▶ What is required: Return each line of the records below that contains the word "query".

▶ Entries from a dataset:
____________________

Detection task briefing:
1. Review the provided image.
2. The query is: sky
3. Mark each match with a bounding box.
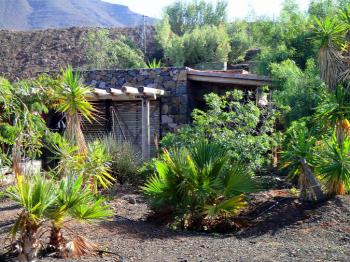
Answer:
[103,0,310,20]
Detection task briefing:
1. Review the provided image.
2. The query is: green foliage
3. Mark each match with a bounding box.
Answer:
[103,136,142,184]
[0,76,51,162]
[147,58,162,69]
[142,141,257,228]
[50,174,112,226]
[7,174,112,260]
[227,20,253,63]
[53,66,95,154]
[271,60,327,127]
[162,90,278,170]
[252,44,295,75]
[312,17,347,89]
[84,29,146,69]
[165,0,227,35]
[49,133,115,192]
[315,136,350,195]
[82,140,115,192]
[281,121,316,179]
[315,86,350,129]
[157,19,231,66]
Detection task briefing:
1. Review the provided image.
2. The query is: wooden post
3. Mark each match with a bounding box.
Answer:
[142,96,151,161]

____________________

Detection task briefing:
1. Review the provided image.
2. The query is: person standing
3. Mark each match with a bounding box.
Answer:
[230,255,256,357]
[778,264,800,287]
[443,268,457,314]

____________________

▶ Correct response:
2. The query is: sky
2. The query is: green foliage
2. The query is: wooden post
2. The query is: person standing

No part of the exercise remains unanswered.